• [Work to complete] Show every line in the rows below that contains the string "When", matching case exactly.
* Begin Exercise materials *
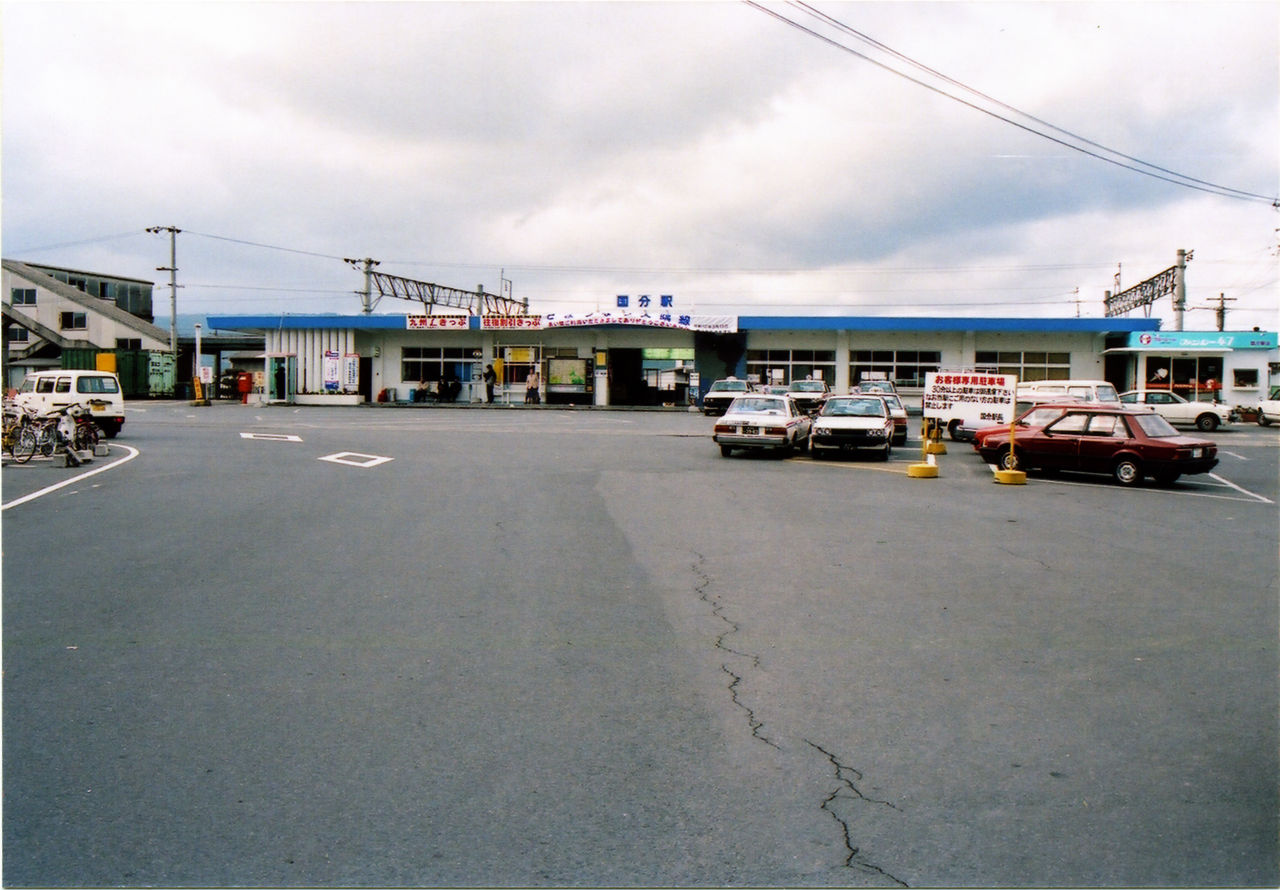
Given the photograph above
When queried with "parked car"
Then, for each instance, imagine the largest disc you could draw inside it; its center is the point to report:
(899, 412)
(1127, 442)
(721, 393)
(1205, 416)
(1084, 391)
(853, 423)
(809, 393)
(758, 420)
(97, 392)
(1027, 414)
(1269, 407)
* End Exercise materials *
* Begin Exercise materials *
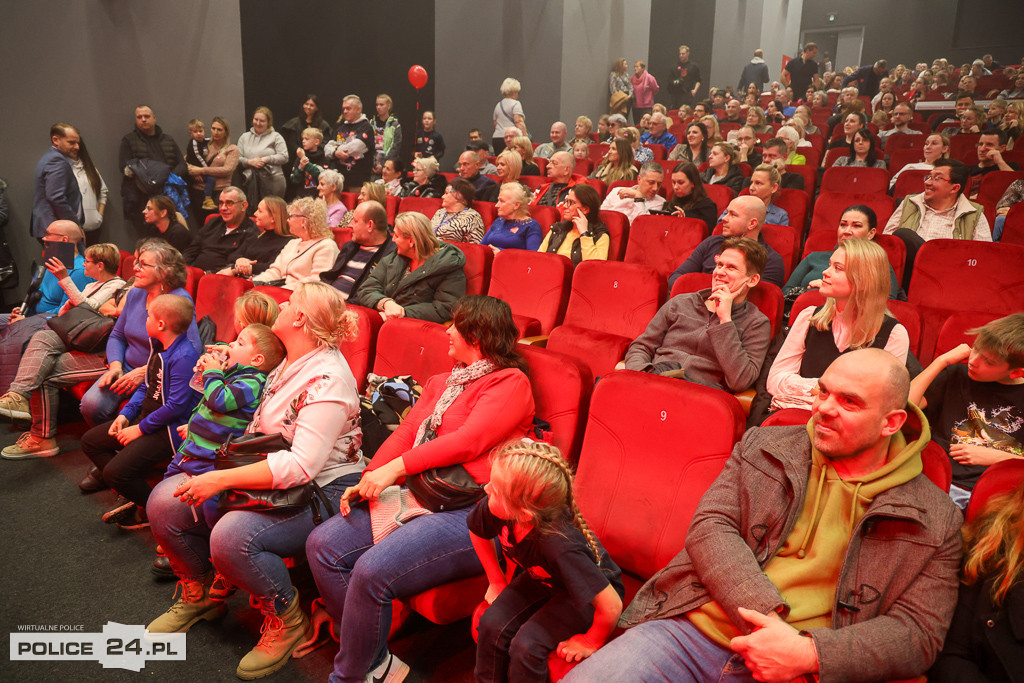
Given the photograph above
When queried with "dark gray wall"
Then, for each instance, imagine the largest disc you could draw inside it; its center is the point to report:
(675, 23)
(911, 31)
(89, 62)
* End Exercise materials *
* Begin Exercise materials *
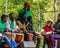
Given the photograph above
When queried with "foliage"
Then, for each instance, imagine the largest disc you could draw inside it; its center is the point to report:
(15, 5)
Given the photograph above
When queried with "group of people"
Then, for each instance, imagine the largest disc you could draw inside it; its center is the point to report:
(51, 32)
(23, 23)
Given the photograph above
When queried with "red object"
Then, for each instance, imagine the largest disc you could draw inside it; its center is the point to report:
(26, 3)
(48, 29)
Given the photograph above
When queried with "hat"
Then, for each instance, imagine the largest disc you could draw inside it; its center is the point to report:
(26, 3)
* End Exercise materials *
• [Response to the exercise]
When queried with "parked car"
When queried with "dark gray wall"
When queried with "foliage"
When queried with "group of people"
When queried with "red object"
When queried with "hat"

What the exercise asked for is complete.